Task input —
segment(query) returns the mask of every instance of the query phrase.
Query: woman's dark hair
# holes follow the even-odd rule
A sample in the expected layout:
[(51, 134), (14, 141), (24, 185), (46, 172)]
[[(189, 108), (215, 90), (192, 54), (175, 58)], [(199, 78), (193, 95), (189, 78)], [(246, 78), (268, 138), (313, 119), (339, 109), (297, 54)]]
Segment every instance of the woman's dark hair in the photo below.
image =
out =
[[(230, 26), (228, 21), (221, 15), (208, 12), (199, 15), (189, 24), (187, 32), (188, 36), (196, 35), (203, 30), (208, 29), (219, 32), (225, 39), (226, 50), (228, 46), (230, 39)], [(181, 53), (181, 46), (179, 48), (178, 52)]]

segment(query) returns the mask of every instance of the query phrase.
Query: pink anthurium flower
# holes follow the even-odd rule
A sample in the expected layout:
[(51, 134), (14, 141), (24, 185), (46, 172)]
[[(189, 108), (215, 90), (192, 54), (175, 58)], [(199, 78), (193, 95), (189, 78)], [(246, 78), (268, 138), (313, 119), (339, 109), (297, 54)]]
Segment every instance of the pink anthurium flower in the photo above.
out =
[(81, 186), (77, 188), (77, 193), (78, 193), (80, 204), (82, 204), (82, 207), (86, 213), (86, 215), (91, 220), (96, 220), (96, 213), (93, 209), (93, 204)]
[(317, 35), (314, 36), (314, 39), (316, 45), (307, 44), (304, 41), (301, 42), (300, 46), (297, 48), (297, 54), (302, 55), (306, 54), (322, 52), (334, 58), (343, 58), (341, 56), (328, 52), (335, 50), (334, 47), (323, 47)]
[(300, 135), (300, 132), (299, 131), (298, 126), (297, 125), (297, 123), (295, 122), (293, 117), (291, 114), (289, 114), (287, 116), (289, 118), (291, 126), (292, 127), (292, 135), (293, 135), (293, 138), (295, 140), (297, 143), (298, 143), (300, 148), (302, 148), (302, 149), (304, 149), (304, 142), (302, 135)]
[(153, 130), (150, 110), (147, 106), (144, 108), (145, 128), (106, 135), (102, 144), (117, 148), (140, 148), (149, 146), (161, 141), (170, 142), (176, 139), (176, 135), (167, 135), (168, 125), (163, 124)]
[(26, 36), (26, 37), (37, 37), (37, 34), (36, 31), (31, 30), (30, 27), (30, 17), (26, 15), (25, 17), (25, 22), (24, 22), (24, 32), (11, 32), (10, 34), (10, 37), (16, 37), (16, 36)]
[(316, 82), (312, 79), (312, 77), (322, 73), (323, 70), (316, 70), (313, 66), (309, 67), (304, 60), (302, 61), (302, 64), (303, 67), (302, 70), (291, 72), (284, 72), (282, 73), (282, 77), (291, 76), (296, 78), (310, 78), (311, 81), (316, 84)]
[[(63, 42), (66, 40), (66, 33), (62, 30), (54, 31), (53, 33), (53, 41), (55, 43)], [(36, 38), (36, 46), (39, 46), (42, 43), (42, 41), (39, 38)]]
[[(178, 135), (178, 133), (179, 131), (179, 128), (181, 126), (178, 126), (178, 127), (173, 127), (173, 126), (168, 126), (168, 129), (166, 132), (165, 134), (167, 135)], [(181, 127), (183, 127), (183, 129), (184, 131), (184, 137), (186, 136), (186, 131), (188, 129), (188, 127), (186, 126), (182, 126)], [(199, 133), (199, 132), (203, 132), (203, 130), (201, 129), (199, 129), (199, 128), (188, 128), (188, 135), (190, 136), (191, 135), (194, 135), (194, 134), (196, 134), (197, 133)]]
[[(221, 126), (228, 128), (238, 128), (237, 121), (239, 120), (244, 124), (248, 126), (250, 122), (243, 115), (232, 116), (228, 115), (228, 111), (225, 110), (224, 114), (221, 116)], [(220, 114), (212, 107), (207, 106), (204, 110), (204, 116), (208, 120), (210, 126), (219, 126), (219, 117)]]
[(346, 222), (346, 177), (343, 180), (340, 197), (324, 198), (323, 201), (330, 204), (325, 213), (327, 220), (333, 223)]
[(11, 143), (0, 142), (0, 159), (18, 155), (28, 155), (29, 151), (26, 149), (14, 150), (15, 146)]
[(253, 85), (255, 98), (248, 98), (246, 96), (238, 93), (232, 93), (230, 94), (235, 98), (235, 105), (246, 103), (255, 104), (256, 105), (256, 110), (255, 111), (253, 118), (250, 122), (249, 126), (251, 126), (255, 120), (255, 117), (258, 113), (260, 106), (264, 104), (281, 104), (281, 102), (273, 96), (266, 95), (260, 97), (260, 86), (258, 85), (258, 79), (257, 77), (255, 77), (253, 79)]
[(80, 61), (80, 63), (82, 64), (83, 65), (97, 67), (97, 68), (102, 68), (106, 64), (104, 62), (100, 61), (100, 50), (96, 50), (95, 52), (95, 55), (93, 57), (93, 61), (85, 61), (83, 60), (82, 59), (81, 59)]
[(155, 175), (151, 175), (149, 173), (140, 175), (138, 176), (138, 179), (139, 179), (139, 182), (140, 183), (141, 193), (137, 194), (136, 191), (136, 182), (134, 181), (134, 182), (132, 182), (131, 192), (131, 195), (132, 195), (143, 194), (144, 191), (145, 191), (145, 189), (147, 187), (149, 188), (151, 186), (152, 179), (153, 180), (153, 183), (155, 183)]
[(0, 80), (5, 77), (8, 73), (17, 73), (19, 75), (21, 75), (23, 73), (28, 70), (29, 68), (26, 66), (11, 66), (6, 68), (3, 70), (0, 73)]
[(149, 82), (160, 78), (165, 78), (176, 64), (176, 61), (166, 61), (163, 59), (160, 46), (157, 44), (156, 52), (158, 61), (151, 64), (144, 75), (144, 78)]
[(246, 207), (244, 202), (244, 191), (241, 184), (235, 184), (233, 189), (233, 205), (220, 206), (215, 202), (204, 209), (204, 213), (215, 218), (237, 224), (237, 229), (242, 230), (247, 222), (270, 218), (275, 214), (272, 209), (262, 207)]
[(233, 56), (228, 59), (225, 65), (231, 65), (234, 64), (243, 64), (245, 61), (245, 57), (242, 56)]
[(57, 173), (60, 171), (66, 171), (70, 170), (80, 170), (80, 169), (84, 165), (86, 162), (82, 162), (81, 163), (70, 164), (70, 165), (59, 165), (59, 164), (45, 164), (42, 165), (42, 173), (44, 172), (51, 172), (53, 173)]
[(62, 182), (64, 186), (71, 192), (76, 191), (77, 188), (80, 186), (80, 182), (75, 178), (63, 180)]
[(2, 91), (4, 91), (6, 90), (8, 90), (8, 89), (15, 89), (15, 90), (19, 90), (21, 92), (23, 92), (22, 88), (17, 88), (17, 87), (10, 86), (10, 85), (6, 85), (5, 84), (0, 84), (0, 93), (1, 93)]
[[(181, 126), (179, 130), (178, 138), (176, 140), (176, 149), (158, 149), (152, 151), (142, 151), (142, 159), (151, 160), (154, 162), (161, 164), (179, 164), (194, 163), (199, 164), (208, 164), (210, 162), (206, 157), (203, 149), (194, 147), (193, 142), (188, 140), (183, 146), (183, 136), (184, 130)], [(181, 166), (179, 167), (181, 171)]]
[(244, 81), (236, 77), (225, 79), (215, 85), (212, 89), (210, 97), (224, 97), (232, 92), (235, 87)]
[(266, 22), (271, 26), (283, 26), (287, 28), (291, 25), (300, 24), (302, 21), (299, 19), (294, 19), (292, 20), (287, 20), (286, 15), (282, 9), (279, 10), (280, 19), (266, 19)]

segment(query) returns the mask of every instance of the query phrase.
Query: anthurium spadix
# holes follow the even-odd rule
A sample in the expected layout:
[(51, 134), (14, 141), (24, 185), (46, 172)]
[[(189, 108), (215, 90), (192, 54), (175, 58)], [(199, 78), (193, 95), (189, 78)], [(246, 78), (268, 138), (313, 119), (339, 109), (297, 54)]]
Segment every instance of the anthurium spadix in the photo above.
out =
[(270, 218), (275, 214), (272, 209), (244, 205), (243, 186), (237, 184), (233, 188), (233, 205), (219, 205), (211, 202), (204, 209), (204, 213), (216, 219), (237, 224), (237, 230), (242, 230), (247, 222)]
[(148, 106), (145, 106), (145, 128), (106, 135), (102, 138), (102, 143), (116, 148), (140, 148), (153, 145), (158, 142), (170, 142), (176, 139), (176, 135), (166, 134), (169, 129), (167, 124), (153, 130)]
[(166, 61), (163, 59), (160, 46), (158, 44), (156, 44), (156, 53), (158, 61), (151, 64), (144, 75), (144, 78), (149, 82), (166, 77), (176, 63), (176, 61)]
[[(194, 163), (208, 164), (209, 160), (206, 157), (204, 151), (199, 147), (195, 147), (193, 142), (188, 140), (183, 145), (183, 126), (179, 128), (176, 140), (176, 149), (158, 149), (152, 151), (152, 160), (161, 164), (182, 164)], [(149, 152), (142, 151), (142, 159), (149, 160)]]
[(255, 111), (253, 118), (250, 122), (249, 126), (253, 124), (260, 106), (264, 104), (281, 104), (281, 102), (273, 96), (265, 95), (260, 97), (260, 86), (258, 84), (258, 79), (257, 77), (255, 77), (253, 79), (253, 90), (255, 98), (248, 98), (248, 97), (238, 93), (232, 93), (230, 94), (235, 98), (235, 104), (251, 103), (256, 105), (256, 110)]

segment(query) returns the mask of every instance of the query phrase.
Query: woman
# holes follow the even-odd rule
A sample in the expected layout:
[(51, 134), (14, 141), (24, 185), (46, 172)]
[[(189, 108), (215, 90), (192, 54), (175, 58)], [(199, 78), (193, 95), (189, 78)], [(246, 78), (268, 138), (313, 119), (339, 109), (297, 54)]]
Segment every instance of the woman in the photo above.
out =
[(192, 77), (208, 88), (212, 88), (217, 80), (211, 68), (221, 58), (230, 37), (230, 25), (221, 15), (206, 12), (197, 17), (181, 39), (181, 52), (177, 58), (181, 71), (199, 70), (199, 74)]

Short problem — Print the listing word for word, starting at its first line and ending with the line that contains "48), (178, 52)]]", with both of those lines included.

The output —
segment(query) returns the mask of every instance of the query phrase.
Query: woman's dark hair
# holes follow the even-odd rule
A sample in the expected layout:
[(51, 134), (14, 141), (24, 185), (46, 172)]
[[(189, 108), (215, 90), (192, 54), (175, 58)], [(199, 78), (193, 95), (189, 78)], [(246, 78), (268, 138), (313, 119), (339, 109), (297, 54)]]
Segment every instance of the woman's dark hair in the photo below.
image =
out =
[[(230, 26), (228, 21), (221, 15), (208, 12), (199, 15), (189, 24), (187, 32), (188, 36), (196, 35), (203, 30), (208, 29), (219, 32), (225, 39), (226, 50), (228, 46), (230, 39)], [(181, 53), (181, 46), (179, 48), (178, 52)]]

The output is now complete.